**REQUIRED WORK**
**A)** According to the news item about Navajo Code Talker George P. Willie Sr., where did he pass away?
**B)** From the entries, return the lines word for word, beginning at the line that contains "In this photo, where can the woman's arm" and stopping after the line that contains "pixel 361 159".

**DOCUMENT PASSAGE**

WINDOW ROCK —The Navajo Nation has suffered a tragic loss in the passing of George P. Willie Sr., a Navajo Code Talker, 2nd Marine Division, who served from 1943 to 1946.
According to his family, Willie passed away Dec. 5 at 9:45 a.m., at his home in Leupp, Arizona.
“I remember George P. Willie as a kind father and grandfather who held his service with pride and dignity,” said Navajo Nation President Russell Begaye. “Like many of our Code Talkers, Willie enlisted into the military at a young age and went on to courageously defend our freedom and liberty as the United States of America.”
Vice President Jonathan Nez said Willie’s death comes at a time when the Nation is reminded of the importance of the Navajo language, and that it must be handed down and taught to our younger generations.
“The U.S. Government’s use of the Navajo language saved this country during World War II,” Nez said. “This is a prime example of the strength and resiliency that George P. Willie displayed. We are grateful and remember him as a man willing to stand his ground in the face of danger. We salute Navajo Code Talker Willie as a Marine, a father and as a hero to the Navajo Nation.”

**ENTRIES**
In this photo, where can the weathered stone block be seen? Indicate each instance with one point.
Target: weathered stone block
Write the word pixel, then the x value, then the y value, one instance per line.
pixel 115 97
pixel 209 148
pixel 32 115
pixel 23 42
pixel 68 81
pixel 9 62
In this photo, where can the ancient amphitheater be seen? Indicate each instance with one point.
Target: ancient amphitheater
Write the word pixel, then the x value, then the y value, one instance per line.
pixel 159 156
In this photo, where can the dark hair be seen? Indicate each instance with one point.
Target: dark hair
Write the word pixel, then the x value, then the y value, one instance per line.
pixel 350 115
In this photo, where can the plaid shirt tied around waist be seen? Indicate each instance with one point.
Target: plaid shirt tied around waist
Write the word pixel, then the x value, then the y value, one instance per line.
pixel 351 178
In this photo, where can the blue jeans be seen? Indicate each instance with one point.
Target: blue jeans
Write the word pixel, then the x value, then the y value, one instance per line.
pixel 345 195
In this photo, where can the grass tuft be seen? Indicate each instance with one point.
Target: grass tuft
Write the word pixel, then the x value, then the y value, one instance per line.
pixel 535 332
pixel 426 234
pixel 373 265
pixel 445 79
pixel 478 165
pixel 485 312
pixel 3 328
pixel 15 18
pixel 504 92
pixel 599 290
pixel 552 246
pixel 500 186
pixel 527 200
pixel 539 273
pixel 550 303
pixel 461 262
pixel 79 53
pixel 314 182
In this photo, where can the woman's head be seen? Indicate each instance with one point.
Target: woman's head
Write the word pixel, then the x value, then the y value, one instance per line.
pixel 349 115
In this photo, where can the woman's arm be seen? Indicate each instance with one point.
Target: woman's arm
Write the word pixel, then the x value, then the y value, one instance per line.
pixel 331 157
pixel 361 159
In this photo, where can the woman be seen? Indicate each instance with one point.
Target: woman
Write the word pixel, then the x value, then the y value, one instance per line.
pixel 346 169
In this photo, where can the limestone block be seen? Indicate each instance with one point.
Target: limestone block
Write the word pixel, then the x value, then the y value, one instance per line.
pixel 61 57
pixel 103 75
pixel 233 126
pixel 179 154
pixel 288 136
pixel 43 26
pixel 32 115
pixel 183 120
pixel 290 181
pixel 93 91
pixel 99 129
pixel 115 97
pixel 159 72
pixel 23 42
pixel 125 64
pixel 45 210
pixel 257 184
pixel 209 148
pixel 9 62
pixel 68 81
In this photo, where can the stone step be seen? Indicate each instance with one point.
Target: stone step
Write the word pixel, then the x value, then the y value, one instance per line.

**ANSWERS PER TASK**
**A)** At his home in Leupp, Arizona.

**B)**
In this photo, where can the woman's arm be seen? Indicate each instance with one point.
Target: woman's arm
Write the word pixel, then the x value, then the y value, one instance per line.
pixel 331 157
pixel 361 159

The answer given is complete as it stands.